**DIRECTIONS**: Rescale the data from the line holding "TARGET = blue pedestrian crossing sign" through the end of the data, inclusive, and give only those lines, requests included. Multiply every point coordinate in the answers by 0.8 and round to whole numbers, with halves rounding up.

**STORED DATA**:
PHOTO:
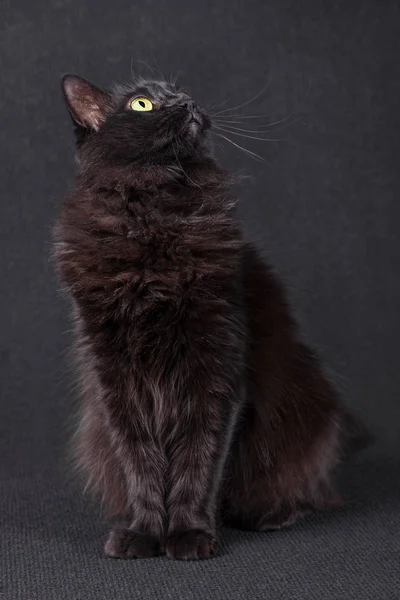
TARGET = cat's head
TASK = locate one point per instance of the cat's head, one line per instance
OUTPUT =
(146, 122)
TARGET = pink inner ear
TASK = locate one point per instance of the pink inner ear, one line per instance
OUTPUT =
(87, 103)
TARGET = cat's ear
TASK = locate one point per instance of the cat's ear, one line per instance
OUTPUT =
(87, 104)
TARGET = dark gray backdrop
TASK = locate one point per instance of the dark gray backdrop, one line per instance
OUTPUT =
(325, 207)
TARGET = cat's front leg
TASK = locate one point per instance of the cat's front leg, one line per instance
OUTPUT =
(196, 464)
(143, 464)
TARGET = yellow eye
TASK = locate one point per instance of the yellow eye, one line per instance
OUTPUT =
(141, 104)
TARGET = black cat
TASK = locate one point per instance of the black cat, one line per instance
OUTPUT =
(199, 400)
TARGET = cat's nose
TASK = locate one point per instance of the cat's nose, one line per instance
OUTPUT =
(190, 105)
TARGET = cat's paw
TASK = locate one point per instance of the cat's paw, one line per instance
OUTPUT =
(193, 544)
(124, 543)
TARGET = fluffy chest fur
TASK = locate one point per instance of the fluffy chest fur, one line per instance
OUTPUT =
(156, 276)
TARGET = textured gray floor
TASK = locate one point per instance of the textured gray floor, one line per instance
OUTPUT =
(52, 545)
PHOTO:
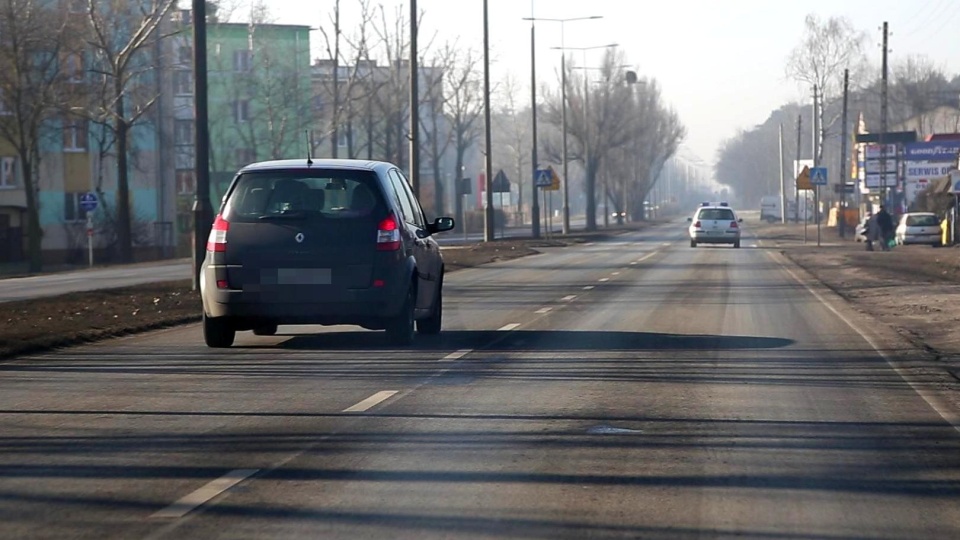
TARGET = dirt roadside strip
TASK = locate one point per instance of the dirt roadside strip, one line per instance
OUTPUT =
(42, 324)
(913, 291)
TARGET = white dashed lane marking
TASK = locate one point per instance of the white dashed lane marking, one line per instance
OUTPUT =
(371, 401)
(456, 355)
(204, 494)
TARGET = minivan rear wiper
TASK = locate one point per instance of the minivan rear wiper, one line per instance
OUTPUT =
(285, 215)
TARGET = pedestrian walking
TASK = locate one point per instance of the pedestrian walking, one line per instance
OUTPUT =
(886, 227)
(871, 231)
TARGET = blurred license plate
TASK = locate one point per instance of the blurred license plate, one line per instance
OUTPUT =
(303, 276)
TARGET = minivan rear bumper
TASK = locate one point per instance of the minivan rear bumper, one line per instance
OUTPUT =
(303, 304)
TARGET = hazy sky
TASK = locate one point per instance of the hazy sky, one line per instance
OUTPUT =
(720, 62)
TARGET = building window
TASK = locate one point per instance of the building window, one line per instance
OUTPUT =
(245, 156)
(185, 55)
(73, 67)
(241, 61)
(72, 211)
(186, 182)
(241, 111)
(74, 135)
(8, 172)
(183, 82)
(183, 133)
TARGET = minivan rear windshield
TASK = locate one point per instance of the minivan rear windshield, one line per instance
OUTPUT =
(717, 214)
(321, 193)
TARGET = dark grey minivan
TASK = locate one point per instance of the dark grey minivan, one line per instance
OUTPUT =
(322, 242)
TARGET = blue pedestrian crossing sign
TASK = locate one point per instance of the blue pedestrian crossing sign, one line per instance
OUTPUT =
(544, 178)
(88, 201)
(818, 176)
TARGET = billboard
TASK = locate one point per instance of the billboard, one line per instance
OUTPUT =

**EXPECTED OUTPUT**:
TARGET = blue pedestrian crossing sign
TASK = locate one point per instance of the blue pedestrian crossing sign, one line per instance
OUTPUT =
(435, 142)
(70, 161)
(654, 141)
TARGET = billboard
TASK = locate one point per instance of the billboard, one line per instance
OUTPUT =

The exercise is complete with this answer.